[[ Input material open ]]

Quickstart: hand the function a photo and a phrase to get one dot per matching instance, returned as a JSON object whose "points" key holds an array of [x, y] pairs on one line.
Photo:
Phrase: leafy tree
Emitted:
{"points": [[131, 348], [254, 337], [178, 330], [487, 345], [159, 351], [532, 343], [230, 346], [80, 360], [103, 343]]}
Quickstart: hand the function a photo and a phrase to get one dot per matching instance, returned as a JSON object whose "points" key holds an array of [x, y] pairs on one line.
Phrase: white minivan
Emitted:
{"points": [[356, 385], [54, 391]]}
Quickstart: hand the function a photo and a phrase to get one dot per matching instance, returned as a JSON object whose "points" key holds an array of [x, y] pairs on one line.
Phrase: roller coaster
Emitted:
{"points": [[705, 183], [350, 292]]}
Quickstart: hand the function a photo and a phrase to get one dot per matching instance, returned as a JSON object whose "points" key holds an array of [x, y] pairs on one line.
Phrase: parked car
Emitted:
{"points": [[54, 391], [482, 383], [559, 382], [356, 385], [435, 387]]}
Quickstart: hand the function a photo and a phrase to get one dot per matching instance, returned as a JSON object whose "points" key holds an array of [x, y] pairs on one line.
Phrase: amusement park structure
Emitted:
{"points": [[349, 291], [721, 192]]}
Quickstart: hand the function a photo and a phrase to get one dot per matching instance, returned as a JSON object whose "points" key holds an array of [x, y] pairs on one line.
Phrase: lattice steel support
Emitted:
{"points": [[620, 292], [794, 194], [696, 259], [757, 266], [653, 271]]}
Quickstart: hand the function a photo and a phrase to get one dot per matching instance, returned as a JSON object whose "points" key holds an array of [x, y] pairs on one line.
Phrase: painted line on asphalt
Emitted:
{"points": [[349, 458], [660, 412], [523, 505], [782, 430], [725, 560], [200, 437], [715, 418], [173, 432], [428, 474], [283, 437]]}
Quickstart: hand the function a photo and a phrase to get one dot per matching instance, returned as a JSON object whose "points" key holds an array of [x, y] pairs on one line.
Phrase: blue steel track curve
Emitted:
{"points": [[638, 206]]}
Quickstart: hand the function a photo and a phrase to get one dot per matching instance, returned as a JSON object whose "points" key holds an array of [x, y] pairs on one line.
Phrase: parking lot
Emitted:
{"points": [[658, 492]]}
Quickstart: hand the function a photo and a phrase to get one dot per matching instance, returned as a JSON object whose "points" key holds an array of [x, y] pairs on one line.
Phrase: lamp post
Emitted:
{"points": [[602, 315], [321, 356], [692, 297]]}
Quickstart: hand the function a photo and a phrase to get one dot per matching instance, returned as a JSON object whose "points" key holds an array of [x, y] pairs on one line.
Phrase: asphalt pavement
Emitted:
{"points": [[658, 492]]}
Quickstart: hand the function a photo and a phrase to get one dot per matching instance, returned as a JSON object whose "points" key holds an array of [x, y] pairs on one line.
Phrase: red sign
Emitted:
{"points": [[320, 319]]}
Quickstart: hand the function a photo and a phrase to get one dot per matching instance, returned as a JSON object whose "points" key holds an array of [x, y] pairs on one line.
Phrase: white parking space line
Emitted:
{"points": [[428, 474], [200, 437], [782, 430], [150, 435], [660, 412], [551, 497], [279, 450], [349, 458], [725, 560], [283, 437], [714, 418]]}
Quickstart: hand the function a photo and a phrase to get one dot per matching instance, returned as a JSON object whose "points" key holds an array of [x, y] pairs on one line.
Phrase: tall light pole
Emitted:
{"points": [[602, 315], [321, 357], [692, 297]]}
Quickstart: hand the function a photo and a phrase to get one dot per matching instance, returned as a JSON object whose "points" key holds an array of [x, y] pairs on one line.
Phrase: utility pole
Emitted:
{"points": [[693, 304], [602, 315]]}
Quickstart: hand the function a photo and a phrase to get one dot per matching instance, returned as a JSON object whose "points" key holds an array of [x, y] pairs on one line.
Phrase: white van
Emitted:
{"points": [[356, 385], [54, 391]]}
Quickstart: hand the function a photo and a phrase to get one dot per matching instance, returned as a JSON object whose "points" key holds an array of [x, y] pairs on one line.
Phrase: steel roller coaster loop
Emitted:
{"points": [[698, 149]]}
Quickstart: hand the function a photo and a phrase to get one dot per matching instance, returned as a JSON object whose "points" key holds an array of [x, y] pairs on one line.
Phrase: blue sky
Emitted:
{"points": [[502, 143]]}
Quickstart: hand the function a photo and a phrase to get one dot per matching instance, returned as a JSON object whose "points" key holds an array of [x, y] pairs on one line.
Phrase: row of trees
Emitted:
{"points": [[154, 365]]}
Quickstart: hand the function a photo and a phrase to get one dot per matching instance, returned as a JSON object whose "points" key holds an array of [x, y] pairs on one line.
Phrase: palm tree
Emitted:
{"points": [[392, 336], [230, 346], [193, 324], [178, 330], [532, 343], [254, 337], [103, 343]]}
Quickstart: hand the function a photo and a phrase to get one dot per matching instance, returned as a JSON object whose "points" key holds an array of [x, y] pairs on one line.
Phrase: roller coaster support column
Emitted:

[[ Input material closed ]]

Requirement: Every line holding the string "white" should be copied here, so please find those lines in the data.

Answer section:
Phrase: white minivan
Phrase: white parking space line
Phrase: white van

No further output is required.